Stored data >>
+-------+
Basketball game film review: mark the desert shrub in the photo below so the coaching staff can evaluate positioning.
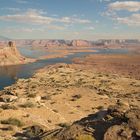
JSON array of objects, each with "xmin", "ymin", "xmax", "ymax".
[
  {"xmin": 58, "ymin": 123, "xmax": 70, "ymax": 127},
  {"xmin": 97, "ymin": 106, "xmax": 104, "ymax": 110},
  {"xmin": 20, "ymin": 102, "xmax": 35, "ymax": 108},
  {"xmin": 1, "ymin": 118, "xmax": 23, "ymax": 127},
  {"xmin": 71, "ymin": 94, "xmax": 82, "ymax": 101},
  {"xmin": 1, "ymin": 104, "xmax": 17, "ymax": 110},
  {"xmin": 75, "ymin": 134, "xmax": 94, "ymax": 140},
  {"xmin": 28, "ymin": 93, "xmax": 36, "ymax": 98}
]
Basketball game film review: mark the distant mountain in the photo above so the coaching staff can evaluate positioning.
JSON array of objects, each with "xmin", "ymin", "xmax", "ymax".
[{"xmin": 0, "ymin": 35, "xmax": 11, "ymax": 41}]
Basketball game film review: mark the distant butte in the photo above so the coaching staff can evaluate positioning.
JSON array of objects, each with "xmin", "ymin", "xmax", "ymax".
[{"xmin": 0, "ymin": 41, "xmax": 34, "ymax": 66}]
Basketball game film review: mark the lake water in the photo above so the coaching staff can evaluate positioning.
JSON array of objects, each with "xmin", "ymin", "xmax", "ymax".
[{"xmin": 0, "ymin": 47, "xmax": 128, "ymax": 90}]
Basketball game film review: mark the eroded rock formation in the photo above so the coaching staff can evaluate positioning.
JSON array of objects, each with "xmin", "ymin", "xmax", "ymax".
[{"xmin": 0, "ymin": 41, "xmax": 33, "ymax": 66}]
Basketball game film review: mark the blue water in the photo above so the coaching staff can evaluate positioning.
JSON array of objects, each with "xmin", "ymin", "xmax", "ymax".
[{"xmin": 0, "ymin": 47, "xmax": 128, "ymax": 90}]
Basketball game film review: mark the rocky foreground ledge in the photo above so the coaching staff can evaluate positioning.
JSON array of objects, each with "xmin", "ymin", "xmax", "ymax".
[
  {"xmin": 0, "ymin": 41, "xmax": 35, "ymax": 66},
  {"xmin": 0, "ymin": 64, "xmax": 140, "ymax": 140}
]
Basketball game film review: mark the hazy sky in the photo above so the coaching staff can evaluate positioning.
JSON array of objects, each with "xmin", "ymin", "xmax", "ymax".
[{"xmin": 0, "ymin": 0, "xmax": 140, "ymax": 40}]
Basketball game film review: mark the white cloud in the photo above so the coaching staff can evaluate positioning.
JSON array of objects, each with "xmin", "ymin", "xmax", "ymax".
[
  {"xmin": 109, "ymin": 1, "xmax": 140, "ymax": 12},
  {"xmin": 0, "ymin": 9, "xmax": 91, "ymax": 24},
  {"xmin": 16, "ymin": 0, "xmax": 28, "ymax": 4},
  {"xmin": 115, "ymin": 14, "xmax": 140, "ymax": 26},
  {"xmin": 1, "ymin": 7, "xmax": 21, "ymax": 12},
  {"xmin": 102, "ymin": 1, "xmax": 140, "ymax": 27}
]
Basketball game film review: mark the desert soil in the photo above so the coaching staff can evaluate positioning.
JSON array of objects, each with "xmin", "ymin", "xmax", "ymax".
[{"xmin": 0, "ymin": 55, "xmax": 140, "ymax": 140}]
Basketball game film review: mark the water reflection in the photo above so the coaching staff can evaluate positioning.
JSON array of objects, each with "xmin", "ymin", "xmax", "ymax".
[{"xmin": 0, "ymin": 48, "xmax": 128, "ymax": 90}]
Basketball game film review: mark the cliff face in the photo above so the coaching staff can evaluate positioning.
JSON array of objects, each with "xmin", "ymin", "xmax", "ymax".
[
  {"xmin": 72, "ymin": 40, "xmax": 91, "ymax": 47},
  {"xmin": 0, "ymin": 41, "xmax": 31, "ymax": 66}
]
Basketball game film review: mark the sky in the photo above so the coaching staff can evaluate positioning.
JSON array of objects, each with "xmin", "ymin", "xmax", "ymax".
[{"xmin": 0, "ymin": 0, "xmax": 140, "ymax": 40}]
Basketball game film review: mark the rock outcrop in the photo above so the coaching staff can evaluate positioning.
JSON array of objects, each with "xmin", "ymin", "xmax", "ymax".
[{"xmin": 0, "ymin": 41, "xmax": 33, "ymax": 66}]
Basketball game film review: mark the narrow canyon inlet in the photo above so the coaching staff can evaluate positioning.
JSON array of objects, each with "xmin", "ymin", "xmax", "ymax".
[{"xmin": 0, "ymin": 0, "xmax": 140, "ymax": 140}]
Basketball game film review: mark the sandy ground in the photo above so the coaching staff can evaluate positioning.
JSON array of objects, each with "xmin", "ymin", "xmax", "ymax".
[
  {"xmin": 73, "ymin": 54, "xmax": 140, "ymax": 79},
  {"xmin": 0, "ymin": 59, "xmax": 140, "ymax": 139}
]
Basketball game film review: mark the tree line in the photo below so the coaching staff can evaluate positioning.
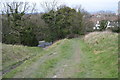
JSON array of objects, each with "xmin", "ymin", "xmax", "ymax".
[{"xmin": 2, "ymin": 2, "xmax": 118, "ymax": 46}]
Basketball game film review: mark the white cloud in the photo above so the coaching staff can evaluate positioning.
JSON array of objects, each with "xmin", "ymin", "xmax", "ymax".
[{"xmin": 1, "ymin": 0, "xmax": 119, "ymax": 11}]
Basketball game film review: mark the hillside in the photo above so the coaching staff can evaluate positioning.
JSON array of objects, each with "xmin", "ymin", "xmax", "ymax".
[{"xmin": 3, "ymin": 32, "xmax": 118, "ymax": 78}]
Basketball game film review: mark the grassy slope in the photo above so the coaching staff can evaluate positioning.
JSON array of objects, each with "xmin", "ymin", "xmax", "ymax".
[
  {"xmin": 75, "ymin": 32, "xmax": 118, "ymax": 78},
  {"xmin": 2, "ymin": 44, "xmax": 42, "ymax": 70},
  {"xmin": 3, "ymin": 33, "xmax": 118, "ymax": 78}
]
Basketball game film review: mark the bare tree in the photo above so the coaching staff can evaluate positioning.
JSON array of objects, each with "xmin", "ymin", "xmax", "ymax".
[{"xmin": 40, "ymin": 0, "xmax": 58, "ymax": 12}]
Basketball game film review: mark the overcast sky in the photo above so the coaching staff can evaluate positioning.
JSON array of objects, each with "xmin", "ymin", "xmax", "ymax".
[{"xmin": 0, "ymin": 0, "xmax": 119, "ymax": 12}]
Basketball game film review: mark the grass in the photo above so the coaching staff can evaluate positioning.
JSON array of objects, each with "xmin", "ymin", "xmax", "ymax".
[
  {"xmin": 2, "ymin": 44, "xmax": 43, "ymax": 74},
  {"xmin": 3, "ymin": 32, "xmax": 118, "ymax": 78},
  {"xmin": 3, "ymin": 39, "xmax": 74, "ymax": 78},
  {"xmin": 75, "ymin": 32, "xmax": 118, "ymax": 78}
]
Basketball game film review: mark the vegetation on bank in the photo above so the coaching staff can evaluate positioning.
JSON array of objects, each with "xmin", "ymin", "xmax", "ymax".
[
  {"xmin": 2, "ymin": 44, "xmax": 43, "ymax": 74},
  {"xmin": 75, "ymin": 32, "xmax": 118, "ymax": 78},
  {"xmin": 3, "ymin": 32, "xmax": 118, "ymax": 78}
]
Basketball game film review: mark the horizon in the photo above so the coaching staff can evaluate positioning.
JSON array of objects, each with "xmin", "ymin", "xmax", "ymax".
[{"xmin": 0, "ymin": 0, "xmax": 119, "ymax": 13}]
+-------+
What the task requires >> Reproduce every line of the records above, from the line containing "Basketball game film review: mark the vegetation" through the end of the records, adding 7 to each bounding-box coordinate in the answers and leaving all other text unchanged.

Exercise result >>
Basketball game film review: mark the vegetation on bank in the photo above so the coaching staff can evaluate positioning.
JSON array of objects, each with "xmin", "ymin", "xmax", "ymax".
[
  {"xmin": 9, "ymin": 51, "xmax": 50, "ymax": 81},
  {"xmin": 82, "ymin": 39, "xmax": 125, "ymax": 85},
  {"xmin": 10, "ymin": 39, "xmax": 125, "ymax": 85}
]
Basketball game film review: mark the horizon in the photo above so the coaching staff can evaluate positioning.
JSON array of objects, each with "xmin", "ymin", "xmax", "ymax".
[{"xmin": 7, "ymin": 7, "xmax": 126, "ymax": 20}]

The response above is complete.